SOURCE TEXT:
Previously announced in the section:
“Those Three,” directed by Naqi Nemati, Iran
This brutal, sensitive and powerful feature film debut from Naqi Nemati recounts the journey of three soldiers – a father named Essi, Yousef the quiet athlete and the bespectacled Darius – who are lost in an Iranian glacial desert and must overcome nature’s dominion and regain their individual freedom.

DATA RECORDS:
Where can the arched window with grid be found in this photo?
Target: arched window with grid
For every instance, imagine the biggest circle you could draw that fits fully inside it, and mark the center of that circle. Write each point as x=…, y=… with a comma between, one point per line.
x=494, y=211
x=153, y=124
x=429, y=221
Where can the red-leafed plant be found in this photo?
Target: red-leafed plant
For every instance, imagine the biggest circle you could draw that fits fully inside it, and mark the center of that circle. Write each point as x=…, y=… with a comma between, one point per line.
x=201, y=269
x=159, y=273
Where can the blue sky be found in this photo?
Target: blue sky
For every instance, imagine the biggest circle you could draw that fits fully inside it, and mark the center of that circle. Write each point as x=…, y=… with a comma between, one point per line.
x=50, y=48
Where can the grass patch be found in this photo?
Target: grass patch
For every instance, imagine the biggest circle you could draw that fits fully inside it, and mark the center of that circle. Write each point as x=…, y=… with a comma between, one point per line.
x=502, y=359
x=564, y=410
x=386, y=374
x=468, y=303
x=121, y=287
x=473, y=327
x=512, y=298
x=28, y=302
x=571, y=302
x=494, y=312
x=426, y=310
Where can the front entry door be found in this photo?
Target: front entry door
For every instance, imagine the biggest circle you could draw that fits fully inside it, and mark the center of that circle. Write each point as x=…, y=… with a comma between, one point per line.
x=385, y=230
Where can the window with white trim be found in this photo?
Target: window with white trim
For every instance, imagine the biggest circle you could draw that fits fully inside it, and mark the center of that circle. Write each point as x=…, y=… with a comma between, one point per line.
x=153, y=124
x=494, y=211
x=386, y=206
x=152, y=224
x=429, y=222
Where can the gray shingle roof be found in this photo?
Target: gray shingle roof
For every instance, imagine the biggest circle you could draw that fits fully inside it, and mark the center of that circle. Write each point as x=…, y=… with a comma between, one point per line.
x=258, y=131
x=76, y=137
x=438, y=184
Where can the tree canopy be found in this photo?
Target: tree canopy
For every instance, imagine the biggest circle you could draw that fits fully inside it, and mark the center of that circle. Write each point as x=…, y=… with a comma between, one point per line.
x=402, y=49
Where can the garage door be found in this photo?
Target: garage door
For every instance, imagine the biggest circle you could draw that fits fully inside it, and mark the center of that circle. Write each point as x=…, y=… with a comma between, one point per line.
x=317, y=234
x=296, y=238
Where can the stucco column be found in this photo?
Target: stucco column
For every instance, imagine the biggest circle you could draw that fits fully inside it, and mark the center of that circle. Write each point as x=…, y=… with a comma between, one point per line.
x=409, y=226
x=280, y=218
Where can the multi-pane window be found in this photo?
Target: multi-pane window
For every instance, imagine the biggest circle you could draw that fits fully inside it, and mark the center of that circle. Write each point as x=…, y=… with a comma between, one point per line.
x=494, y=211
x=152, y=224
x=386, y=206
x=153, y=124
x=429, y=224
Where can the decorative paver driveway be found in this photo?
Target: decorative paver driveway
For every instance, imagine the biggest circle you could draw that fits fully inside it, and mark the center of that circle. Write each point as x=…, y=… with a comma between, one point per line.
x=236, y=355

EXERCISE OBJECTIVE:
Answer these questions using the film listing.
(a) Who directed "Those Three"?
(b) Which of the three soldiers is described as bespectacled?
(c) Where are the soldiers lost?

EXPECTED ANSWER:
(a) Naqi Nemati
(b) Darius
(c) In an Iranian glacial desert